Data entries =
--- --- ---

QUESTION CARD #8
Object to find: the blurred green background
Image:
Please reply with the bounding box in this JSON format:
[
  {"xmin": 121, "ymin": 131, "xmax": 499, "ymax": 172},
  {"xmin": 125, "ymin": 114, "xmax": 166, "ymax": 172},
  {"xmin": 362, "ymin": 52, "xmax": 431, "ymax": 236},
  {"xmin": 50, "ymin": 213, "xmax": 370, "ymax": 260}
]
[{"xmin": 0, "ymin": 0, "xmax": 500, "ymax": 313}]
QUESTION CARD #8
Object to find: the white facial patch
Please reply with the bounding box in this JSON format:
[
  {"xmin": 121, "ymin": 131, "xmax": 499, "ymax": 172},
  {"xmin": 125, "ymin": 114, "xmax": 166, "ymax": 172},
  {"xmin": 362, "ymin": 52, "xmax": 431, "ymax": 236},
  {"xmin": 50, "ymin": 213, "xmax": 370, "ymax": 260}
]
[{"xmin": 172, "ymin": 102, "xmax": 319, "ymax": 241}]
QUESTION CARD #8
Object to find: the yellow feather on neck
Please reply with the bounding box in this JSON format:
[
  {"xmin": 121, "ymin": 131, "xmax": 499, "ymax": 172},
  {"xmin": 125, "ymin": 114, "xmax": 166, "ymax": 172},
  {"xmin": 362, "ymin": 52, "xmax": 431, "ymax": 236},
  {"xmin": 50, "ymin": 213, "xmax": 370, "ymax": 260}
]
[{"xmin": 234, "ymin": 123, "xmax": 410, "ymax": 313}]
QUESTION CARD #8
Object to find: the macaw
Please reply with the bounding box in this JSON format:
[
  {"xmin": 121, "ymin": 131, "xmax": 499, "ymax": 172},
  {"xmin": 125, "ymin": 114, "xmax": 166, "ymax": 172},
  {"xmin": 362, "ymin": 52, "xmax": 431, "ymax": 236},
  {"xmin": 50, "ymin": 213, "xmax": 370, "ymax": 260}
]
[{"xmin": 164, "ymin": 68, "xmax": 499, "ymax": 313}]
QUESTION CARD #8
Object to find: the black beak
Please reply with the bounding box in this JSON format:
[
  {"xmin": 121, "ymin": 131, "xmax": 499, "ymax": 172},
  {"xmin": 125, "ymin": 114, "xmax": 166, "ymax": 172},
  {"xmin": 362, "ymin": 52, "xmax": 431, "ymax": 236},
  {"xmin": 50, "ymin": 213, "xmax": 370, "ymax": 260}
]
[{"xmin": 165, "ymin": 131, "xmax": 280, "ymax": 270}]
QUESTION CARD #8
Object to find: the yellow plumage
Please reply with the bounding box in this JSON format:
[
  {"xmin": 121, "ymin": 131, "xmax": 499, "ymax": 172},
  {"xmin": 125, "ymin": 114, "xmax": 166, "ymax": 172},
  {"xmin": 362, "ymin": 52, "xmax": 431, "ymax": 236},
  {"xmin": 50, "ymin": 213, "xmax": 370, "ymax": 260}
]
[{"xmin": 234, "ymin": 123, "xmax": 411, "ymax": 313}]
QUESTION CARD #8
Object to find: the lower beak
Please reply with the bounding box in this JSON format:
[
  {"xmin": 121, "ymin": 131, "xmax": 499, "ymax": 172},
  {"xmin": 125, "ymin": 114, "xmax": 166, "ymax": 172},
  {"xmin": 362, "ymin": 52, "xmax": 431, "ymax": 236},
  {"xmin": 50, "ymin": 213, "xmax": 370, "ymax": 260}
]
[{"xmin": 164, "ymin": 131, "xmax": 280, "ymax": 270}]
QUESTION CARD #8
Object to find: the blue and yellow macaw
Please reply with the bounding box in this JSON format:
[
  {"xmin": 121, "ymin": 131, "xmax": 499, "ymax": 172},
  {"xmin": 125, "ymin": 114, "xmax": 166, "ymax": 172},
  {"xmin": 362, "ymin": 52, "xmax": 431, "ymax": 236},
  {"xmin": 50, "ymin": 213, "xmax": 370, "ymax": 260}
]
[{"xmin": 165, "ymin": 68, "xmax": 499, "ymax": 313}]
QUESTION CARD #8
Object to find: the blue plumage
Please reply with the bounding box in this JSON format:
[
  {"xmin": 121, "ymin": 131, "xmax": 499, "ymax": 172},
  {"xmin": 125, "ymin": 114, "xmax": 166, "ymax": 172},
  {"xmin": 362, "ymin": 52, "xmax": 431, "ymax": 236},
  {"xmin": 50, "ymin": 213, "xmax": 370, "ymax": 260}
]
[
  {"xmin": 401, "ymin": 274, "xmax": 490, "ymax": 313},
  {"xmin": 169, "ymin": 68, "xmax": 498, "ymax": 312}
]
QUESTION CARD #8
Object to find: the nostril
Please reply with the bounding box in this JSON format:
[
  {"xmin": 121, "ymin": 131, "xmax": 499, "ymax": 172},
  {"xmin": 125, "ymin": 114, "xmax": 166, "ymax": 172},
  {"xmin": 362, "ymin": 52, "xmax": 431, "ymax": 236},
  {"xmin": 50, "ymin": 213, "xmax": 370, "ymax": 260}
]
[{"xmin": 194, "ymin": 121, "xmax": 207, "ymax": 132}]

--- --- ---

Objective = From the data above, extract every line in its exact form.

Worked solution =
QUESTION CARD #8
Object to find: the blurred green background
Image:
Please reply with the bounding box in this JSON format:
[
  {"xmin": 121, "ymin": 131, "xmax": 499, "ymax": 172},
  {"xmin": 125, "ymin": 114, "xmax": 166, "ymax": 172},
  {"xmin": 362, "ymin": 52, "xmax": 431, "ymax": 236},
  {"xmin": 50, "ymin": 213, "xmax": 370, "ymax": 260}
]
[{"xmin": 0, "ymin": 0, "xmax": 500, "ymax": 313}]
QUESTION CARD #8
Object to find: the white facial patch
Please reply with the bounding box in this JSON format:
[
  {"xmin": 121, "ymin": 131, "xmax": 499, "ymax": 172},
  {"xmin": 125, "ymin": 114, "xmax": 166, "ymax": 172},
  {"xmin": 362, "ymin": 52, "xmax": 431, "ymax": 236},
  {"xmin": 50, "ymin": 213, "xmax": 370, "ymax": 260}
]
[{"xmin": 172, "ymin": 102, "xmax": 319, "ymax": 241}]
QUESTION CARD #8
Object to find: the yellow feather on neck
Please reply with the bounding box in this JSON format:
[
  {"xmin": 121, "ymin": 131, "xmax": 499, "ymax": 172},
  {"xmin": 125, "ymin": 114, "xmax": 166, "ymax": 172},
  {"xmin": 362, "ymin": 52, "xmax": 431, "ymax": 236},
  {"xmin": 50, "ymin": 213, "xmax": 370, "ymax": 260}
]
[{"xmin": 234, "ymin": 123, "xmax": 410, "ymax": 313}]
QUESTION CARD #8
Object to find: the macaw
Please reply with the bounding box in this JSON format:
[
  {"xmin": 121, "ymin": 131, "xmax": 499, "ymax": 172},
  {"xmin": 125, "ymin": 114, "xmax": 166, "ymax": 172},
  {"xmin": 362, "ymin": 52, "xmax": 431, "ymax": 236},
  {"xmin": 50, "ymin": 213, "xmax": 370, "ymax": 260}
]
[{"xmin": 164, "ymin": 68, "xmax": 499, "ymax": 313}]
QUESTION CARD #8
Object to find: the black beak
Please reply with the bounding box in this JSON format:
[
  {"xmin": 121, "ymin": 131, "xmax": 499, "ymax": 172},
  {"xmin": 125, "ymin": 114, "xmax": 166, "ymax": 172},
  {"xmin": 362, "ymin": 52, "xmax": 431, "ymax": 236},
  {"xmin": 50, "ymin": 213, "xmax": 370, "ymax": 260}
]
[{"xmin": 165, "ymin": 131, "xmax": 280, "ymax": 270}]
QUESTION CARD #8
Object to find: the yellow plumage
Please reply with the bounding box in this JSON format:
[
  {"xmin": 121, "ymin": 131, "xmax": 499, "ymax": 172},
  {"xmin": 125, "ymin": 114, "xmax": 166, "ymax": 172},
  {"xmin": 362, "ymin": 52, "xmax": 431, "ymax": 236},
  {"xmin": 50, "ymin": 213, "xmax": 370, "ymax": 260}
]
[{"xmin": 234, "ymin": 123, "xmax": 411, "ymax": 313}]
QUESTION CARD #8
Object to find: the lower beak
Please reply with the bounding box in this JSON format:
[
  {"xmin": 121, "ymin": 131, "xmax": 499, "ymax": 172},
  {"xmin": 125, "ymin": 114, "xmax": 166, "ymax": 172},
  {"xmin": 362, "ymin": 52, "xmax": 431, "ymax": 236},
  {"xmin": 50, "ymin": 213, "xmax": 370, "ymax": 260}
]
[{"xmin": 164, "ymin": 131, "xmax": 280, "ymax": 270}]
QUESTION CARD #8
Object to find: the blue and yellow macaw
Please reply with the bounding box in this JSON format:
[
  {"xmin": 121, "ymin": 131, "xmax": 499, "ymax": 172},
  {"xmin": 125, "ymin": 114, "xmax": 166, "ymax": 172},
  {"xmin": 362, "ymin": 52, "xmax": 431, "ymax": 236},
  {"xmin": 50, "ymin": 213, "xmax": 370, "ymax": 260}
]
[{"xmin": 165, "ymin": 68, "xmax": 499, "ymax": 313}]
QUESTION CARD #8
Object to find: the blue plumage
Please reply with the bounding box in this JSON format:
[
  {"xmin": 121, "ymin": 131, "xmax": 499, "ymax": 172},
  {"xmin": 125, "ymin": 114, "xmax": 166, "ymax": 172},
  {"xmin": 362, "ymin": 52, "xmax": 431, "ymax": 236},
  {"xmin": 50, "ymin": 213, "xmax": 370, "ymax": 260}
]
[
  {"xmin": 401, "ymin": 274, "xmax": 490, "ymax": 313},
  {"xmin": 169, "ymin": 68, "xmax": 498, "ymax": 312}
]
QUESTION CARD #8
Object to find: the nostril
Please reply with the bounding box in this JSON format:
[
  {"xmin": 121, "ymin": 131, "xmax": 499, "ymax": 172},
  {"xmin": 125, "ymin": 114, "xmax": 166, "ymax": 172},
  {"xmin": 362, "ymin": 52, "xmax": 431, "ymax": 236},
  {"xmin": 50, "ymin": 213, "xmax": 370, "ymax": 260}
]
[{"xmin": 194, "ymin": 121, "xmax": 207, "ymax": 132}]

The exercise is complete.